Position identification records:
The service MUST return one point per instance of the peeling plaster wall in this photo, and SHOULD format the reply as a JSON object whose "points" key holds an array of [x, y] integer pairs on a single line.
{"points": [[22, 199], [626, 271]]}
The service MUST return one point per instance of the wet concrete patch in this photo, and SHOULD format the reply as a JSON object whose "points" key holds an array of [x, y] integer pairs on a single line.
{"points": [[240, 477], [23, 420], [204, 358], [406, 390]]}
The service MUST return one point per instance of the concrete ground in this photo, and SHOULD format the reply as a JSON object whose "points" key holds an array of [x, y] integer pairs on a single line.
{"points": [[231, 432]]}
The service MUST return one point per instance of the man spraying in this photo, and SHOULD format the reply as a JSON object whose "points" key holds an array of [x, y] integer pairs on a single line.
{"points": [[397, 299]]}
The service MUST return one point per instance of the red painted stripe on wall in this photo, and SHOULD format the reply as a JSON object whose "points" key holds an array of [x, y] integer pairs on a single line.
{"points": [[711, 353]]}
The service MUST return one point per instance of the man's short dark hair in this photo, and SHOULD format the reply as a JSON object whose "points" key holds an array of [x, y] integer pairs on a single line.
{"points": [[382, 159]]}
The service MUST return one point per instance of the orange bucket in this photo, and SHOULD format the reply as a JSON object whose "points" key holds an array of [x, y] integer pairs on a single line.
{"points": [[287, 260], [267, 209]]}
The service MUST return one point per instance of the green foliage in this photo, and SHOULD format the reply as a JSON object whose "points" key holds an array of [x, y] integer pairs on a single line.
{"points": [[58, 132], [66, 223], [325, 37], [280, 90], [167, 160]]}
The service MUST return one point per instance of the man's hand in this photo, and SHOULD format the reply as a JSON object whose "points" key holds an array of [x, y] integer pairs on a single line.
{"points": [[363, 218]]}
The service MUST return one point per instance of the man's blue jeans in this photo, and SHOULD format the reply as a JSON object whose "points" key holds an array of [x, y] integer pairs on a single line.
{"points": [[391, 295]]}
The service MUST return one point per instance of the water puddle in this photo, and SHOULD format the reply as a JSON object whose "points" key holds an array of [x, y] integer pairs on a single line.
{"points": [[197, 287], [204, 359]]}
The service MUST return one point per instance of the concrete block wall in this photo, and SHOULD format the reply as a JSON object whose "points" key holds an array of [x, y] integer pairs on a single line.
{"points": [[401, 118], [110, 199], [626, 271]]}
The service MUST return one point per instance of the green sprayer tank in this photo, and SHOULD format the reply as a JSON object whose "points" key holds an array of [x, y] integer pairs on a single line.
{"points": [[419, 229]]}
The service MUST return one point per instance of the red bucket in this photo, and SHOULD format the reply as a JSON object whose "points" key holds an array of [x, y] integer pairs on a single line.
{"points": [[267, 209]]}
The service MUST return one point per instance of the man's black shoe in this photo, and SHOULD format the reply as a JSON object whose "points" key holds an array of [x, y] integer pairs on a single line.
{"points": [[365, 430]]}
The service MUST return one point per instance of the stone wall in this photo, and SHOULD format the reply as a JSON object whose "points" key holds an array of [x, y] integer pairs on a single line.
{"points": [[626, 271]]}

• _WHAT YOU NEED TO DO_
Nothing should be left out: repeat all of the data exactly.

• _THE ANSWER_
The service MUST return one point per instance of the peeling plaster wall in this photo, and SHOULD format the reply as a JSON object whose "points" key holds an array of [x, y] integer pairs on a single line.
{"points": [[22, 199], [626, 271]]}
The service MUST return one point per instance of the wet concrete patch in this photo, and SHOULD format the reply as a JSON object whose "points" key holds an array of [x, y] integer pairs on a single line.
{"points": [[240, 477], [23, 420], [204, 358], [406, 390]]}
The service MUST return one point per instance of the concrete ground in this photo, and SHOULD format the reply as a JSON object whose "points" key holds an array of [x, y] integer pairs on a single line.
{"points": [[231, 432]]}
The service MUST return one point per instance of the man spraying in this photo, and SHOULD format the reply as a JSON object whose "points" key holds an array of [x, y] integer pairs on a single line.
{"points": [[397, 299]]}
The service MUST return one point per instance of the red painted stripe on wall in this photo, and SHOULD format the reply as a JSON object whose "points" key holds an array of [x, y] integer pairs on a single line.
{"points": [[711, 353]]}
The service MUST return one point per instance of the man's short dark hair in this photo, and SHOULD format the reply as a JSON object whose "points" key holds an array of [x, y] integer pairs on a single line.
{"points": [[382, 159]]}
The service MUST return one point per instance of the orange bucket in this photo, and SHOULD format the reply as a JSON object whose "points" key holds an array of [x, y] integer pairs on a single line.
{"points": [[287, 260], [267, 209]]}
The service MUST return one point per instance of the green foliage in this photo, and SHOULD format the reply as a JSON object whose "points" key holds an array of [x, y] integer pairs on a single line.
{"points": [[58, 132], [66, 223], [325, 37], [280, 90], [167, 160]]}
The service MUST return one point per instance of the man's hand in this photo, and SHOULD format the reply as a JSON object whose "points" key holds an array of [x, y] integer pairs on a single line.
{"points": [[363, 218]]}
The service MUST return one point per instance of the man's blue jeans in this photo, and SHOULD format the reply as a JSON object whose "points" key holds an array of [x, y] integer pairs on a single line.
{"points": [[391, 295]]}
The service MUST return one point per instance of the water puddle in this photo, and SHOULD format the reply as a JSON object whose "points" key holds an array of [x, y] integer pairs on a single line.
{"points": [[197, 287], [204, 359]]}
The service MUST return one point per instance of the concrete block wall in this photo, and SHOULD format the reply as a JSON object whose "points" key holds an array of [x, y] integer pairs on a single line.
{"points": [[401, 118], [110, 199], [626, 271]]}
The service MUST return one point per instance of the green sprayer tank in this photo, and SHOULD format the reply as a JSON object whose "points" key holds an array of [x, y] integer pairs on a single line.
{"points": [[419, 229]]}
The service MUST return one point per instance of the red bucket in this photo, and SHOULD format the reply as a JSON object whose "points" key holds an array of [x, y] integer pairs on a single line.
{"points": [[267, 209]]}
The service MUST return one point per instance of the man's black shoe in this photo, and SHOULD format the reply as a JSON object whose "points" key holds an array of [x, y] integer pairs on a single line.
{"points": [[365, 430]]}
The service MUST return one point per instance of the stone wall in this photo, and SHOULD format the reply as a JSON object whose "points" key holds an array of [x, y] integer pairs on a single line.
{"points": [[626, 271]]}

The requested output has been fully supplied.